**Texte fourni**
□ □ □ □ □

Gérard Dhôtel : portrait d'un journaliste/écrivain


Un double regard, une vraie passion pour la recherche du pourquoi, une plume agile et sûre d’elle : voici en quelques mots ce qui caractérise Gérard Dhôtel, journaliste et écrivain à la carrière et la bibliographie remarquable. L’une de ses dernières publications, Israël – Palestine : une terre pour deux (Actes sud junior), a ainsi gagné la Pépite du Documentaire 2013, remise à l’occasion du Salon du livre et de la presse jeunesse en Seine Saint-Denis. 



Pourquoi avez-vous choisi de parler du conflit israélo-palestinien, un thème controversé ? 
C'est parce que, justement, il est controversé que je l'ai choisi. J'avais envie de comprendre ce conflit, comprendre aussi pourquoi il suscite tant de passions, de haines, d'incompréhensions. Pourquoi tant d'idées reçues sont proférées à son sujet. C'est une documentaliste qui m'a soufflé l'idée. Il n'y avait rien qui expliquait cette guerre. Que des ouvrages engagés ou très compliqués. Je me suis donc plongé dans ce sujet pour comprendre et, ensuite, pour expliquer. C'est mon métier. C'est ce que j'aime. 

Quels retours avez-vous eu ?
Côté Palestinien, quelques critiques. Des détails. Côté Israélien, pareil. Donc, c'est bon signe. Côté enseignants, parents, ados : souvent un merci. Genre : je ne comprends rien à ce qui se passe là-bas. Ca va m'aider.

© Arno - Actes Sud junior 2013

Vous êtes journaliste de profession, devenu écrivain. Regrettez-vous d’avoir mis entre parenthèses votre carrière dans la presse ? 
Non. Je ne regrette jamais les décisions que j'ai prises. En fait, la disponibilité engendrée par mon départ du Monde des ados, que je dirigeais jusqu'en 2010, m'a permis de me consacrer davantage à l'écriture. J'ai pu mener à bien des projets et, pour commencer, mon livre sur les ados, chez Thierry Magnier.

Comment a eu lieu cette transformation ? Peut-on d’ailleurs parler de transformation ?
J'avais déjà un pied dans l'édition. Là, j'ai pu y sauter à pieds joints, avec les deux pieds, je veux dire. C'est une transformation et ce sentiment étrange de changement de peau. Là, le 99% journaliste devient 75% auteur. Il faut s'organiser autrement, avoir une autre notion du temps, des urgences mais aussi de la gestion de son budget. Car l'édition paye beaucoup moins que le journalisme ! 

Quelle est la différence entre l’écriture journalistique et littéraire ?
L'écriture journalistique, c'est la narration des faits, leur explication, de façon concise, urgente. L'écriture plus narrative oblige l'auteur à plus se dévoiler, à se mettre en scène parfois. On a le temps, l'espace, la liberté. Quoique dans l'écriture de documentaires, les contraintes journalistiques reprennent le dessus. Et c'est une bonne chose car on s'oblige à écrire pour son lecteur, à être précis dans ses formulations, à chercher la bonne source, à réfléchir au sens de ce que l'on écrit...

□ □ □ □ □

**Données fournies**
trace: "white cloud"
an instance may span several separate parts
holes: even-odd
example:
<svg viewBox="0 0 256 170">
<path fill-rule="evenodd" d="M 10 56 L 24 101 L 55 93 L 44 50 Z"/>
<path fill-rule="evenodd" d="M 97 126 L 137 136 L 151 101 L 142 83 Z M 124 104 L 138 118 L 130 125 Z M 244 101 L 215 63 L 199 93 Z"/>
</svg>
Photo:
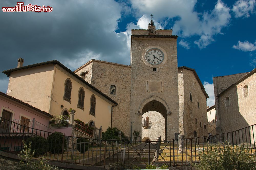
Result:
<svg viewBox="0 0 256 170">
<path fill-rule="evenodd" d="M 180 41 L 179 44 L 186 49 L 188 49 L 190 48 L 189 44 L 188 42 L 184 41 L 183 40 Z"/>
<path fill-rule="evenodd" d="M 249 13 L 253 13 L 256 1 L 255 0 L 239 0 L 236 2 L 232 10 L 235 14 L 236 18 L 250 16 Z"/>
<path fill-rule="evenodd" d="M 256 57 L 251 61 L 250 66 L 253 67 L 254 68 L 256 68 Z"/>
<path fill-rule="evenodd" d="M 238 41 L 237 45 L 234 45 L 233 48 L 235 49 L 244 51 L 252 51 L 256 50 L 256 41 L 254 44 L 249 42 L 248 41 L 241 42 Z"/>
<path fill-rule="evenodd" d="M 204 86 L 205 89 L 205 91 L 210 97 L 207 99 L 207 106 L 210 107 L 215 105 L 215 99 L 213 83 L 211 84 L 207 82 L 204 82 Z"/>
<path fill-rule="evenodd" d="M 202 29 L 201 35 L 199 40 L 194 42 L 199 48 L 205 48 L 214 41 L 214 36 L 223 34 L 221 29 L 229 23 L 231 17 L 230 10 L 226 5 L 218 0 L 212 11 L 203 14 L 203 19 L 199 22 Z"/>
<path fill-rule="evenodd" d="M 174 34 L 182 37 L 199 36 L 194 43 L 200 48 L 214 41 L 214 36 L 222 33 L 221 29 L 228 25 L 231 18 L 230 9 L 220 0 L 218 0 L 212 10 L 202 14 L 194 10 L 195 0 L 132 0 L 131 3 L 132 7 L 138 11 L 138 16 L 149 16 L 153 14 L 156 21 L 179 18 L 180 19 L 175 21 L 172 28 Z M 160 23 L 162 27 L 166 24 L 166 22 Z"/>
</svg>

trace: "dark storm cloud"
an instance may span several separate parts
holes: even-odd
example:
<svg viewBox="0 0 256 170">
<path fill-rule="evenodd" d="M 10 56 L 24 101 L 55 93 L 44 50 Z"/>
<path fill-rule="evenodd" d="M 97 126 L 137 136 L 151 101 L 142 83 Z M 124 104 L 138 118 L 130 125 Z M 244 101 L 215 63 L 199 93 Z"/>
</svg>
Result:
<svg viewBox="0 0 256 170">
<path fill-rule="evenodd" d="M 14 6 L 17 2 L 2 1 L 0 4 Z M 19 57 L 24 59 L 24 65 L 57 59 L 72 70 L 93 58 L 129 64 L 126 37 L 114 32 L 122 10 L 116 2 L 24 2 L 25 5 L 29 3 L 49 5 L 53 10 L 1 12 L 2 71 L 16 67 Z M 1 82 L 6 82 L 8 79 L 1 74 Z"/>
</svg>

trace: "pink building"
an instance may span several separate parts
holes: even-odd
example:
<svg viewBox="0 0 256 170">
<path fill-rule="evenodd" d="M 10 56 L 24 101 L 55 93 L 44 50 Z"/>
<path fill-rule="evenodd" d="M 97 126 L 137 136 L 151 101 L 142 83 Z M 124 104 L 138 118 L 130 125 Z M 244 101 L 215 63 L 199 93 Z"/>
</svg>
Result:
<svg viewBox="0 0 256 170">
<path fill-rule="evenodd" d="M 51 115 L 1 92 L 0 108 L 0 149 L 18 151 L 24 137 L 54 132 L 48 127 Z"/>
</svg>

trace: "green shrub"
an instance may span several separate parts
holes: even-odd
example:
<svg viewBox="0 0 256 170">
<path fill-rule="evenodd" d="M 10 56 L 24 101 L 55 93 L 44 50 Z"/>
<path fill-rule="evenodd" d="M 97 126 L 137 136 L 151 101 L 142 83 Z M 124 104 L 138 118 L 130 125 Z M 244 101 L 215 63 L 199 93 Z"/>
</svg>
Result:
<svg viewBox="0 0 256 170">
<path fill-rule="evenodd" d="M 33 160 L 32 157 L 35 150 L 31 149 L 31 142 L 28 144 L 22 141 L 24 147 L 18 156 L 20 159 L 20 161 L 18 166 L 19 170 L 58 170 L 57 167 L 49 165 L 46 160 L 43 159 Z M 60 170 L 60 169 L 59 169 Z"/>
<path fill-rule="evenodd" d="M 169 167 L 166 164 L 163 164 L 159 169 L 169 169 Z"/>
<path fill-rule="evenodd" d="M 156 166 L 152 165 L 151 164 L 147 165 L 146 167 L 146 169 L 156 169 Z"/>
<path fill-rule="evenodd" d="M 28 145 L 30 142 L 32 149 L 35 150 L 34 156 L 43 155 L 47 152 L 48 142 L 44 138 L 38 136 L 30 137 L 28 139 L 26 143 Z"/>
<path fill-rule="evenodd" d="M 88 142 L 88 139 L 85 138 L 80 138 L 77 139 L 77 143 L 86 142 Z M 79 151 L 80 153 L 83 153 L 84 152 L 85 152 L 88 150 L 88 146 L 89 145 L 89 143 L 81 143 L 81 144 L 77 144 L 77 149 Z M 80 146 L 81 146 L 81 148 Z"/>
<path fill-rule="evenodd" d="M 197 169 L 207 170 L 256 169 L 256 153 L 251 152 L 249 146 L 230 145 L 208 147 L 207 152 L 200 152 L 200 163 L 194 165 Z"/>
<path fill-rule="evenodd" d="M 55 132 L 49 136 L 47 138 L 49 146 L 48 150 L 53 153 L 60 153 L 62 151 L 63 134 L 60 132 Z M 64 150 L 67 149 L 67 139 L 64 140 Z"/>
<path fill-rule="evenodd" d="M 127 136 L 124 135 L 124 134 L 122 130 L 119 130 L 116 127 L 111 128 L 109 127 L 105 132 L 102 133 L 102 140 L 119 139 L 118 132 L 119 131 L 121 131 L 121 137 L 127 137 Z"/>
</svg>

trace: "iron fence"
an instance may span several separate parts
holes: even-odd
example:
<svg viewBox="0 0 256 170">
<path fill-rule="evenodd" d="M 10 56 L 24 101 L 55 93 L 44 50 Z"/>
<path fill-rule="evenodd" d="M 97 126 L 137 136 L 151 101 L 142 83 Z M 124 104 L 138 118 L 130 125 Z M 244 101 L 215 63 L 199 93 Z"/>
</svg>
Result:
<svg viewBox="0 0 256 170">
<path fill-rule="evenodd" d="M 252 153 L 256 152 L 256 124 L 210 136 L 170 141 L 161 141 L 160 137 L 157 141 L 142 142 L 140 136 L 105 140 L 67 136 L 0 119 L 1 150 L 18 153 L 24 140 L 31 142 L 35 157 L 69 163 L 106 167 L 120 162 L 142 168 L 150 164 L 191 165 L 199 162 L 199 152 L 207 152 L 220 143 L 224 147 L 226 140 L 234 146 L 246 144 Z"/>
</svg>

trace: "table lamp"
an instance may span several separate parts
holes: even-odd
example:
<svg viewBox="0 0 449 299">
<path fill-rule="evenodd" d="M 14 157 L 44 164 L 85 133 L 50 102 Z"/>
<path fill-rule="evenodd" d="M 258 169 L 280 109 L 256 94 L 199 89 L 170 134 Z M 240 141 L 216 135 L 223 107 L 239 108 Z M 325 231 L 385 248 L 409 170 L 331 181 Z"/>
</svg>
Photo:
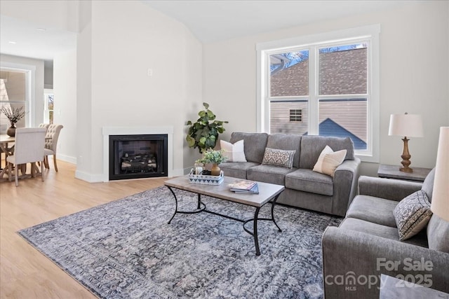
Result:
<svg viewBox="0 0 449 299">
<path fill-rule="evenodd" d="M 430 209 L 441 219 L 449 221 L 449 127 L 440 127 Z"/>
<path fill-rule="evenodd" d="M 403 136 L 403 149 L 402 151 L 402 161 L 403 166 L 399 170 L 403 172 L 413 172 L 413 169 L 408 166 L 411 163 L 411 155 L 408 152 L 408 140 L 407 137 L 422 137 L 422 118 L 418 114 L 391 114 L 390 116 L 390 126 L 388 131 L 389 136 Z"/>
</svg>

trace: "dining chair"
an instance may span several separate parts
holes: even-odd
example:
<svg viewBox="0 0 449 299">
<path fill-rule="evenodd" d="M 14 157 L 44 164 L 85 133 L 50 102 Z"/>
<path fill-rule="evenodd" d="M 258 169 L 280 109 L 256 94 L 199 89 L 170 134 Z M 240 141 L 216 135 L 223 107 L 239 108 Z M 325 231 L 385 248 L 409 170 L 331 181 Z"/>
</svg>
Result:
<svg viewBox="0 0 449 299">
<path fill-rule="evenodd" d="M 15 186 L 19 186 L 19 165 L 32 163 L 32 174 L 34 173 L 34 163 L 41 162 L 41 173 L 43 171 L 43 150 L 45 145 L 45 127 L 19 127 L 15 130 L 15 146 L 14 154 L 6 158 L 9 174 L 9 181 L 13 180 L 13 166 Z M 43 174 L 42 174 L 43 181 Z"/>
<path fill-rule="evenodd" d="M 48 156 L 53 155 L 53 165 L 55 170 L 58 172 L 58 164 L 56 164 L 56 149 L 58 148 L 58 139 L 59 133 L 61 132 L 64 126 L 62 125 L 51 124 L 47 127 L 47 133 L 45 136 L 45 149 L 44 149 L 44 163 L 47 169 L 50 168 L 48 165 Z"/>
</svg>

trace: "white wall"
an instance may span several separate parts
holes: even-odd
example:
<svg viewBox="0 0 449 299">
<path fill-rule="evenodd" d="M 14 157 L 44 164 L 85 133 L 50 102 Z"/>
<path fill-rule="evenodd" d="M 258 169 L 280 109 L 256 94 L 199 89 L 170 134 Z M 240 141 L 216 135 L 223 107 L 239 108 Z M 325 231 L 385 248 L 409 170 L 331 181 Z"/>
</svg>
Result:
<svg viewBox="0 0 449 299">
<path fill-rule="evenodd" d="M 43 122 L 43 60 L 0 54 L 2 67 L 34 69 L 34 82 L 31 90 L 31 109 L 34 118 L 27 123 L 29 127 L 37 127 Z M 25 116 L 29 118 L 29 116 Z M 27 120 L 29 121 L 28 120 Z"/>
<path fill-rule="evenodd" d="M 411 167 L 435 165 L 439 127 L 449 125 L 449 2 L 410 2 L 401 8 L 310 24 L 203 48 L 203 99 L 221 120 L 221 137 L 256 130 L 257 43 L 380 24 L 380 162 L 399 165 L 403 141 L 388 136 L 391 113 L 422 114 L 424 137 L 411 139 Z M 362 174 L 376 175 L 377 163 Z"/>
<path fill-rule="evenodd" d="M 45 25 L 76 32 L 77 1 L 73 0 L 2 0 L 1 14 Z"/>
<path fill-rule="evenodd" d="M 85 141 L 76 176 L 102 179 L 102 128 L 109 126 L 173 126 L 173 167 L 182 174 L 186 107 L 201 102 L 201 43 L 140 1 L 93 1 L 91 9 L 78 40 L 78 123 L 83 116 L 90 125 L 78 126 Z"/>
<path fill-rule="evenodd" d="M 76 162 L 76 52 L 53 60 L 55 103 L 53 123 L 62 125 L 58 141 L 58 159 Z"/>
</svg>

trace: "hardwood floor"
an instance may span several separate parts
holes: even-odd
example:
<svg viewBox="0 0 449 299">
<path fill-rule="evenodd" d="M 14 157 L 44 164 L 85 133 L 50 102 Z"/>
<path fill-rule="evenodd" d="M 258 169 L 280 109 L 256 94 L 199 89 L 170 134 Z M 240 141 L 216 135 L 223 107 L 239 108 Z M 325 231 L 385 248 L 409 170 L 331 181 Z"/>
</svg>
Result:
<svg viewBox="0 0 449 299">
<path fill-rule="evenodd" d="M 75 165 L 40 177 L 0 182 L 0 298 L 95 298 L 16 232 L 163 185 L 167 178 L 90 183 L 74 178 Z"/>
</svg>

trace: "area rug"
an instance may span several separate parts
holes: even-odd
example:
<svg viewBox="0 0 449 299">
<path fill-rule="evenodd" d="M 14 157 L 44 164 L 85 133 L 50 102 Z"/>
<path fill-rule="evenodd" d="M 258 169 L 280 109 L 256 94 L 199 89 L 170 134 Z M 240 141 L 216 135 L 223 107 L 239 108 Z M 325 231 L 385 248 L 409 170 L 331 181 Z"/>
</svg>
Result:
<svg viewBox="0 0 449 299">
<path fill-rule="evenodd" d="M 176 193 L 180 209 L 195 209 L 196 195 Z M 253 216 L 250 207 L 202 199 L 208 209 Z M 241 223 L 202 212 L 177 214 L 168 224 L 174 209 L 163 186 L 18 232 L 102 298 L 323 297 L 321 235 L 340 218 L 276 205 L 283 231 L 259 221 L 257 256 Z"/>
</svg>

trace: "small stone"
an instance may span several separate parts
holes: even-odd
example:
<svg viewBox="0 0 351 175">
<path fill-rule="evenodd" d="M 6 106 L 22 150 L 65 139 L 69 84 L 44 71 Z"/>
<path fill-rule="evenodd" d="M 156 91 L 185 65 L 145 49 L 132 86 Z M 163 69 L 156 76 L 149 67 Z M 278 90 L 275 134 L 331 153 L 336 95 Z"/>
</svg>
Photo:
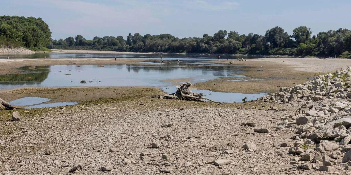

□ □ □ □ □

**Consignes**
1. Recopiez le passage de l'entretien avec Gérard Dhôtel qui commence à « Non. Je ne regrette » et se termine à « parler de transformation ? ».
2. Reprenez l'entretien avec Gérard Dhôtel après sa dernière phrase et poursuivez-le.
Les lignes n'ont aucun rapport avec le texte.

**Réponses**
1.
Non. Je ne regrette jamais les décisions que j'ai prises. En fait, la disponibilité engendrée par mon départ du Monde des ados, que je dirigeais jusqu'en 2010, m'a permis de me consacrer davantage à l'écriture. J'ai pu mener à bien des projets et, pour commencer, mon livre sur les ados, chez Thierry Magnier.

Comment a eu lieu cette transformation ? Peut-on d’ailleurs parler de transformation ?

2.
Quel regard portez-vous sur le panorama contemporain de l’offre éditoriale pour les adolescents ? Y a-t-il des vides à combler ?
Les ados ont beaucoup de livres - romans, docus, albums - et de magazines à leur disposition. Le choix est varié, de qualité, adapté à diverses situations. Le problème, c'est le prix. Personne n'a encore trouvé le modèle économique qui pourrait rendre le livre et la presse accessibles au plus grand nombre. Du coup, ce sont toujours les mêmes qui lisent. Pour moi, le frein principal de la non-lecture est social. 

Des conseils pour les jeunes écrivains ?
Ecrire, réécrire, se demander : mais pour qui je fais ça ? Puis faire lire, pas forcément à des proches car leur regard n'est pas objectif, il y a trop d'affect dans la relation. Trouver une bonne histoire, solide, construite, passionnante. La qualité d'écriture viendra après.

Qui sont vos références littéraires ?
Elles sont multiples car j'aime découvrir, picorer, essayer. J'aime Zola pour son statut d'écrivain/journaliste. J'aime Dumas pour sa façon de raconter l'histoire. J'aime Victor Hugo pour son engagement et ses visions d'avant-garde. J'aime Hergé pour m'avoir fait rêver avec Tintin. J'aime Jean Lacouture et ses biographies. J'aime les textes de Brel. J'aime Gérard Mordillat et ses épopées sociales.

Quel est votre écrivain préféré ? Et pour la jeunesse ?
Préféré ? Dumas, je crois. Pour la jeunesse ? Je suis fasciné par les illustrateurs. Enfin, par certains. Ils font ce que je ne saurais jamais faire !

Y a-t-il un illustrateur/trice avec lequel vous souhaiteriez travailler ?
Pas particulièrement. J'aime découvrir l'illustrateur/trice que me propose mon éditeur pour tel ou tel ouvrage.

Des projets futurs ?
Un docu sur la guerre d'Algérie à paraître en novembre (chez Actes Sud Junior), un docu sur les Etats-Unis (Nathan), "Comment parler d'histoire de France aux enfants (Baron Perché), un "Vrai-faux" sur l'histoire (De La Martinière).

Pourriez-vous choisir le passage d’un livre et l’analyser ?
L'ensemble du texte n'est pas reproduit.